#### PASSAGE TO READ
# Help 2006 wiring diagrams



## sutol1 (Sep 4, 2009)

Hello all, 

I am putting a GTO LS2 into my miata and in desparate need of finding wiring diagrams so I can bring it to life. I have searched many a thread but have not nailed it yet. Can anyone help me on this one?

Kind Regards


----------



## FastFrank (Jun 12, 2009)

You're putting an LS2 into a Miata? Sorry, I can't help you with wiring diagrams, but you definitely got my interest. I can't help thinking that you're going to destroy the handling characteristics of the Miata. I assume you're pulling the engine from a wrecked GTO?

You gotta post pics of this when you're finished.


----------



## HP11 (Apr 11, 2009)

Sorry sutol1, I know this isn't any help to you. It's more to show Frank. I've actually seen one in person though as I recall it was an LS1. Don't know how it handled but imagine the acceleration! Here's a youtube that shows that it can be done:


----------



## MorpheusRS (Mar 5, 2009)

crazy! i'd love to drive one of those babies!


----------



## Rukee (Feb 8, 2007)

Don't they sell the engine controler and harness as a kit for doing just this?? Putting the LS2 into places it doesn't belong.


----------



## sutol1 (Sep 4, 2009)

I will send pics shortly. I have the motor in and it is going well. Actually it doesn't change the handling at all on the car. You see the difference between a miata engine with a supercharger and intergcooler is the same as it is with the ls2. Miata is iron block and very heavy. The total difference is about 130 pounds on my car with 1/3 of that to the back. The miata will still remain 50/50. The kit I am using puts the engine back with only 1/4 gap to the firewall. This keeps the weight where is should be. 

Currently no there is no kit that allows plug and play for the miata. I have to tie the LS2 into the existing miata harness. Thing is GM stop supplying the manuals and I am in canada to boot so the GTO was never sold here. I am dying to fire this thing up but until I can wire it .....it will sit.


----------



## FastFrank (Jun 12, 2009)

HP11 said:


> Sorry sutol1, I know this isn't any help to you. It's more to show Frank. I've actually seen one in person though as I recall it was an LS1. Don't know how it handled but imagine the acceleration! Here's a youtube that shows that it can be done:


Thanks for posting that video. There's something almost cartoonish about seeing a miata and hearing the LS1 exhaust note. Looks like there is plenty of room for it in there though. Looks like still has a little work to do though because his cel is on.

It's good to hear that the balance won't be drastically affected by this swap. Cool swap.:cool


----------



## HP11 (Apr 11, 2009)

His CEL might only be on because nothing is connected to it. If he's using a stand-alone system to run his LS1 then the Miata ECU likely isn't even hooked up since the stand-alone system would have it's own monitoring system.


----------

#### PROBLEM STATEMENT
Write out the forum thread on the Miata LS2 swap, beginning at the words containing "## MorpheusRS (Mar" and stopping after "it doesn't belong.". The records play no part in this.

#### ENTRIES

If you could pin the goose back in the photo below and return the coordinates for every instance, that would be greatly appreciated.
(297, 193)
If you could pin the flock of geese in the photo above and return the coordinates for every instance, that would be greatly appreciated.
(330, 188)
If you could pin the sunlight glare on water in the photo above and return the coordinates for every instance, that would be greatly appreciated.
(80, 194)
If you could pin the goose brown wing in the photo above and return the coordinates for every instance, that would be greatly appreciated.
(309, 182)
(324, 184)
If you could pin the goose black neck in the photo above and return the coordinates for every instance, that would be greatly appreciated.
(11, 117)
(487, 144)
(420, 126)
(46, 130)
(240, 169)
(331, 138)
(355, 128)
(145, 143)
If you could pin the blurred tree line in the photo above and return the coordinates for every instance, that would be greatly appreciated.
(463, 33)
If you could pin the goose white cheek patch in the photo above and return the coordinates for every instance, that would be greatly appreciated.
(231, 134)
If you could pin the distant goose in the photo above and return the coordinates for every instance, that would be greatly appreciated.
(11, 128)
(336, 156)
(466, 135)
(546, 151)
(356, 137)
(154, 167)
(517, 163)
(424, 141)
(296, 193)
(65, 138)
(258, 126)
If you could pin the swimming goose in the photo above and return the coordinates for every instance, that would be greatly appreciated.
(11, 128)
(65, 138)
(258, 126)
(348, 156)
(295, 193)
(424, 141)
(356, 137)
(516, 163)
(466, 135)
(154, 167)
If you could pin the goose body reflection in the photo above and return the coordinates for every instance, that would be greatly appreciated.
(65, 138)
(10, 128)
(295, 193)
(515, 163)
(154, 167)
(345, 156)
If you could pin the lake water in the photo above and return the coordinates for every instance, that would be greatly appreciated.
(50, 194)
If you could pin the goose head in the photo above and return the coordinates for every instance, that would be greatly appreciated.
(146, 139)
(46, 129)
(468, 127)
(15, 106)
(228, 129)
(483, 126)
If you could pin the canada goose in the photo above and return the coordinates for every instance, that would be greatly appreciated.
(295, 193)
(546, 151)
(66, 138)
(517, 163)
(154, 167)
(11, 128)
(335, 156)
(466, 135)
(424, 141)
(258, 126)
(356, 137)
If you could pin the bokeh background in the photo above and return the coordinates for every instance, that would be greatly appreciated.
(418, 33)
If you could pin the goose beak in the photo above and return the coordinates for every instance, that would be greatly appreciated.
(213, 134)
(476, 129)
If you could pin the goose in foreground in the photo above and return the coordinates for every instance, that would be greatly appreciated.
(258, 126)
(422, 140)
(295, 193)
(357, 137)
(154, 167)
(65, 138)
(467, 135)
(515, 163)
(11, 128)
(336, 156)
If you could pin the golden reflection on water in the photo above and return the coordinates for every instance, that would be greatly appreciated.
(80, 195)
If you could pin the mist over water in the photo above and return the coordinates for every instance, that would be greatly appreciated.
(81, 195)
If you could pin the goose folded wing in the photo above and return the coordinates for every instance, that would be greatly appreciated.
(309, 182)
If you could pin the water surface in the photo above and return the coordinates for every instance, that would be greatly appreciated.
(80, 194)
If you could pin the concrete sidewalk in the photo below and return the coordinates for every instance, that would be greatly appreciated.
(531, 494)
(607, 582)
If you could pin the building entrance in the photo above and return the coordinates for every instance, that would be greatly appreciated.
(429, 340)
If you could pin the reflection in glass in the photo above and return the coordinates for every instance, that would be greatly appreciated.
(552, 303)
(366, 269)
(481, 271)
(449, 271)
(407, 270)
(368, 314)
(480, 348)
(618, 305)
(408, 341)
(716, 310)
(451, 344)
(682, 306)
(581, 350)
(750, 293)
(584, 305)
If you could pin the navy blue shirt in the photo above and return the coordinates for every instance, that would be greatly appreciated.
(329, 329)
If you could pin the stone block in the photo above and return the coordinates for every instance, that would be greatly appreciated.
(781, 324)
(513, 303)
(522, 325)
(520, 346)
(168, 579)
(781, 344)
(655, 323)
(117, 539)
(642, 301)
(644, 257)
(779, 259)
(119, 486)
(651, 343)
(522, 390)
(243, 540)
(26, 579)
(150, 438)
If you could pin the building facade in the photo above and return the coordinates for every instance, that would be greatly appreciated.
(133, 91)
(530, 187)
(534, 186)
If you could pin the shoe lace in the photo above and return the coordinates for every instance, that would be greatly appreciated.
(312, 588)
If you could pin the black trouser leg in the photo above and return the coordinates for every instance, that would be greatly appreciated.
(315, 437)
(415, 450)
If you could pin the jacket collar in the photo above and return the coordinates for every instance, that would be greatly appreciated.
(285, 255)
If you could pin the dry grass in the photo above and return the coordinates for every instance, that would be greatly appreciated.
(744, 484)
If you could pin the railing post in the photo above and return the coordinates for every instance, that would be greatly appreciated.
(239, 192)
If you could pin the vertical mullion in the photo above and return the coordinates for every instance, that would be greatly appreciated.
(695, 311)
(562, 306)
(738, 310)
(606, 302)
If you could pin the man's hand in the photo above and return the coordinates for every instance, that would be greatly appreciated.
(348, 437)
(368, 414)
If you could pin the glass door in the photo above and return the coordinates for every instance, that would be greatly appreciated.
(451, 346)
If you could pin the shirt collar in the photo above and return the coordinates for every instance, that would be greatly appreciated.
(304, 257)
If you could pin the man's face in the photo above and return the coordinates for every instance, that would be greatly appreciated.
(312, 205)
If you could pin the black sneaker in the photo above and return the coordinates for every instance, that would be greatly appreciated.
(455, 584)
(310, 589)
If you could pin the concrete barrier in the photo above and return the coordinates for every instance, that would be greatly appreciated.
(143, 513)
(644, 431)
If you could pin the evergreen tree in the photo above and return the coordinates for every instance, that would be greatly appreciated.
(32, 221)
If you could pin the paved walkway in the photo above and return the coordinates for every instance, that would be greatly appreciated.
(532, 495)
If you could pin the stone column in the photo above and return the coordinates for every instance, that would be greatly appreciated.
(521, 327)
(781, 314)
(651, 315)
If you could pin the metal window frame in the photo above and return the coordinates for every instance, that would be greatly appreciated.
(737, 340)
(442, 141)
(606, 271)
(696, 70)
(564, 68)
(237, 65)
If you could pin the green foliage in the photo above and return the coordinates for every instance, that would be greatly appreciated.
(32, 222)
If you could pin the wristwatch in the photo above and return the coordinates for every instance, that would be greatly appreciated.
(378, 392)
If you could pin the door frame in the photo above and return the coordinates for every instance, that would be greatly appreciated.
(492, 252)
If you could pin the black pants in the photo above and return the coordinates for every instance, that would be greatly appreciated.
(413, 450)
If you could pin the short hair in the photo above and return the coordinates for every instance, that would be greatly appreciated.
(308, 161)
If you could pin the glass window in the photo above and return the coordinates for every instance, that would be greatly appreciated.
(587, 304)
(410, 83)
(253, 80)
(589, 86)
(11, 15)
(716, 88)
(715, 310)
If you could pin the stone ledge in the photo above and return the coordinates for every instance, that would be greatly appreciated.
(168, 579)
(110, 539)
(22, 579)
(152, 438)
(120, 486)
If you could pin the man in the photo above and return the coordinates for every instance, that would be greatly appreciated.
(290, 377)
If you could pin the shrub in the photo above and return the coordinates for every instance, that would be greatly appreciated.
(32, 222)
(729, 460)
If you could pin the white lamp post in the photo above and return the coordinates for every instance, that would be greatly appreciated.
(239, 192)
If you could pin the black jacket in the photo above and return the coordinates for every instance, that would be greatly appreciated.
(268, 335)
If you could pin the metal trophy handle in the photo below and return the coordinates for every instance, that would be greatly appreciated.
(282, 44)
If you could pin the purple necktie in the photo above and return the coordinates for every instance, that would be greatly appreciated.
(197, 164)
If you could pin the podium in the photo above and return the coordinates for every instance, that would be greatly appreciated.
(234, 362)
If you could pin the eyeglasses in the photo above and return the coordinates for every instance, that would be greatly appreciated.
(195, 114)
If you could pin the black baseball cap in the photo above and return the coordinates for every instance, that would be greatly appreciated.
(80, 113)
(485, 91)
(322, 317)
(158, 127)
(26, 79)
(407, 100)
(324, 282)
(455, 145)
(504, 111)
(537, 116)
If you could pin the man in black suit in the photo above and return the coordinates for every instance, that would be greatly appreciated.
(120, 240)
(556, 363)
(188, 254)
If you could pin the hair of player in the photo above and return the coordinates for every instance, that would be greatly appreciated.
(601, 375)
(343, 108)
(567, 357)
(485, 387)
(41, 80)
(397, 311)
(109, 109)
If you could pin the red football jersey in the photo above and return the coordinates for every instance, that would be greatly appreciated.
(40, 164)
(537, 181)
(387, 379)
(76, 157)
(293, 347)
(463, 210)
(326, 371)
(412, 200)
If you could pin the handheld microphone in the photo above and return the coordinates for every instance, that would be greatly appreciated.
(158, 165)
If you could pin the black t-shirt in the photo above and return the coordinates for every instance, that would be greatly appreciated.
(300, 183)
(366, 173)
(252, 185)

#### RESULT
## MorpheusRS (Mar 5, 2009)

crazy! i'd love to drive one of those babies!


----------



## Rukee (Feb 8, 2007)

Don't they sell the engine controler and harness as a kit for doing just this?? Putting the LS2 into places it doesn't belong.